EXTRACT
Shapiro said that back in March, labs, hospitals and clinics became snagged in a testing backlog due in part to the supply chain — a shortage of critical supplies, such as nasal swabs.
"I have to say I was hopeful things were on the right track and it's very much like groundhog day to be back in this situation," he said. "There's not a safety valve with a federal infrastructure that can pick up the slack for testing when ... laboratories are overwhelmed."
The NBA has not revealed the exact cost of testing. But reporters allowed into games without access to players and staff inside the bubble must submit to twice-weekly tests that cost $140 each, paid for by their news organizations. News media inside the bubble must be tested daily.
Based on that figure, the NBA is spending somewhere between $115,000 and $180,000 a day to test players and team and NBA staff — though that will decrease as the season goes along, when teams are eliminated.
Only two players have tested positive since teams arrived at Disney three weeks ago — both were newly signed players who never made it out of quarantine and into the bubble. Of the 344 players tested daily inside the bubble, none has come back positive.

ACTIONS TO TAKE
- 1) Answer these questions from the excerpt on NBA testing:
(a) What shortage did Shapiro name as part of the March testing backlog?
(b) How much does each test cost for reporters admitted to games without access to the bubble, and who pays for it?
(c) How many players inside the bubble are tested daily, and how many of them have tested positive?
- 2) Rewrite the excerpt on NBA testing from "Shapiro said that" up to and including "as nasal swabs.", putting "test reagents" in place of "nasal swabs".

Referring expression grounding data
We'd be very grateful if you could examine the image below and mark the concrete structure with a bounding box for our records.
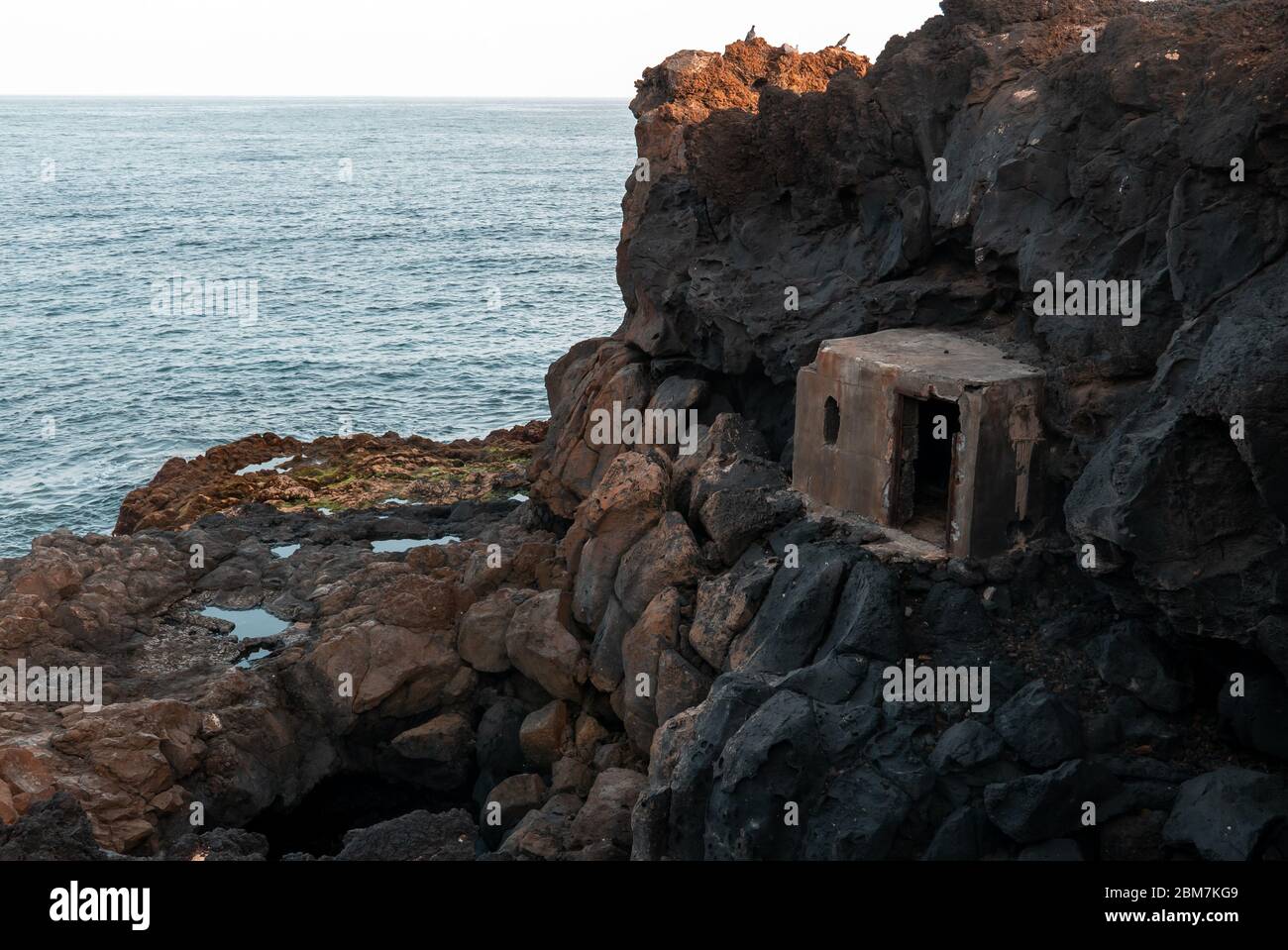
[793,330,1044,558]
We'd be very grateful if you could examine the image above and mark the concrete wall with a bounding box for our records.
[793,337,1043,558]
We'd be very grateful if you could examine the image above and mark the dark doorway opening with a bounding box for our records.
[823,396,841,446]
[899,396,961,547]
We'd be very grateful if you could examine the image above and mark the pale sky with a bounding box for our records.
[0,0,939,99]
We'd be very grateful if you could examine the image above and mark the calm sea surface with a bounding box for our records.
[0,99,635,556]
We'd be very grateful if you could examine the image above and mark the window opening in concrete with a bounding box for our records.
[899,396,961,547]
[823,396,841,446]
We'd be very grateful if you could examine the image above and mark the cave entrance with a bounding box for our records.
[246,773,474,861]
[897,395,961,540]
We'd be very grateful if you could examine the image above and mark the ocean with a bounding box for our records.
[0,99,635,556]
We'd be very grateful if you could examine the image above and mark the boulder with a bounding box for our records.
[519,699,572,769]
[505,590,590,699]
[572,769,648,851]
[1163,769,1288,861]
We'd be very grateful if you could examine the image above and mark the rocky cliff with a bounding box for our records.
[0,0,1288,860]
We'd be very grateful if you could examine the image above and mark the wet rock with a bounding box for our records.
[923,581,991,642]
[804,769,913,861]
[651,649,711,720]
[613,511,702,616]
[930,719,1004,774]
[505,590,590,699]
[993,680,1082,769]
[519,699,572,769]
[1017,838,1082,861]
[818,560,907,661]
[335,808,478,861]
[572,769,647,851]
[480,773,546,843]
[476,696,528,783]
[1163,769,1288,861]
[705,692,824,860]
[0,792,108,861]
[690,562,774,670]
[564,452,671,629]
[499,794,581,861]
[456,590,531,674]
[1100,809,1167,861]
[698,477,804,564]
[984,760,1122,844]
[922,804,1008,861]
[550,756,595,798]
[1218,670,1288,760]
[164,828,268,861]
[729,545,854,672]
[393,713,474,764]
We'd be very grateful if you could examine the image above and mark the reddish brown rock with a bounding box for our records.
[519,699,572,769]
[505,590,589,699]
[456,589,531,674]
[393,713,474,762]
[572,769,648,851]
[115,422,546,534]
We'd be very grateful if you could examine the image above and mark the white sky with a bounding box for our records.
[0,0,939,99]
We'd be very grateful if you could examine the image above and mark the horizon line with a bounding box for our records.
[0,93,631,102]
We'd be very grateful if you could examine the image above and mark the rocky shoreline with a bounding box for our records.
[0,0,1288,860]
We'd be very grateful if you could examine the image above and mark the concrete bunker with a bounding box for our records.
[793,330,1044,558]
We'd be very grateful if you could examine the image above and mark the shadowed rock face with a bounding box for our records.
[536,0,1288,642]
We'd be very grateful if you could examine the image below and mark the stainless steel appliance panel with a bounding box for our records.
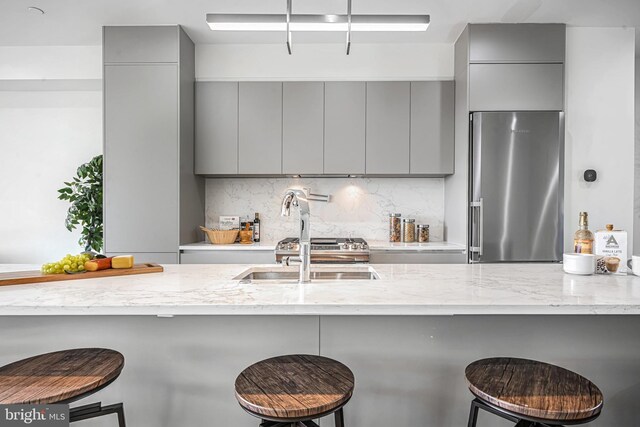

COMPLETED EXERCISE
- 1)
(a) A shortage of critical supplies, such as nasal swabs.
(b) $140 per test, paid for by their news organizations.
(c) 344 players are tested daily, and none has come back positive.

- 2)
Shapiro said that back in March, labs, hospitals and clinics became snagged in a testing backlog due in part to the supply chain — a shortage of critical supplies, such as test reagents.